# [Data for the task]
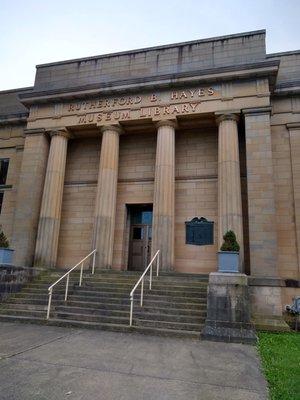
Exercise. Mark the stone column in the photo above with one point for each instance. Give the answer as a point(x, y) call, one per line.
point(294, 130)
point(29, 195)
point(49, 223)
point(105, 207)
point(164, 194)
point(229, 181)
--
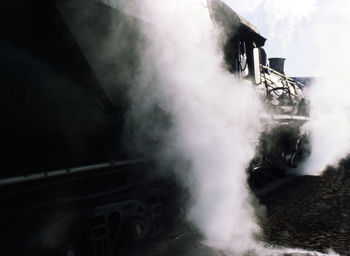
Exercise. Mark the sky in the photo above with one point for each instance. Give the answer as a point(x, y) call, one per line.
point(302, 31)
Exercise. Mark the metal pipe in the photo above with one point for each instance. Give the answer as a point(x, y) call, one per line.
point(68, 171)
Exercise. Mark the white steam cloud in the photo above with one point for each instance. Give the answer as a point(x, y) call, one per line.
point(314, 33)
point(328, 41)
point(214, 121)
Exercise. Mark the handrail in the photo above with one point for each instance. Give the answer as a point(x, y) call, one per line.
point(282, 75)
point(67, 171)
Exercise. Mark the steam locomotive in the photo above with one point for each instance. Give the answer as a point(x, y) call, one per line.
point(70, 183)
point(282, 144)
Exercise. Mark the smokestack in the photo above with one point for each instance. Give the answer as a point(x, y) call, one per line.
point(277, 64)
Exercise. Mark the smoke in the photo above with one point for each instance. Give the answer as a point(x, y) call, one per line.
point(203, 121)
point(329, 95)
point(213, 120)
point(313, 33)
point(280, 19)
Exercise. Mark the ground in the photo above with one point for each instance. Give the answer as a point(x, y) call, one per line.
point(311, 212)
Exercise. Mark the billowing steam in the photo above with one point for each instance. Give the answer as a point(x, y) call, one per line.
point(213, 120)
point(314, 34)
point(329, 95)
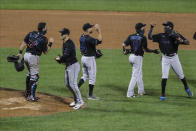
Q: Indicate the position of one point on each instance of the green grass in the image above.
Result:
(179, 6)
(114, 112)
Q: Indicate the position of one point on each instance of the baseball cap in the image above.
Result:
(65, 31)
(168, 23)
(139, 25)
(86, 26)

# [Work required]
Using the entries above, reproduce word for word only the lines from the one that contains "Exercise. Mark the ground" to the one that contains "cap in the image above.", both ends included, and drop every picture.

# [Response area]
Exercise. Mark the ground in the photo above with one point for each instance. Give the answer as a point(x, y) call, one per line.
point(311, 212)
Exercise. Mark the billowing steam in the photo above with one point for each instance. Give the answer as a point(x, y) call, one per line.
point(213, 120)
point(314, 34)
point(329, 95)
Q: Indicate the position of one point on each instance of the green grass in the image above.
Result:
(179, 6)
(114, 112)
Q: Indicate the position of one point on each instance of the baseball cap in the image above.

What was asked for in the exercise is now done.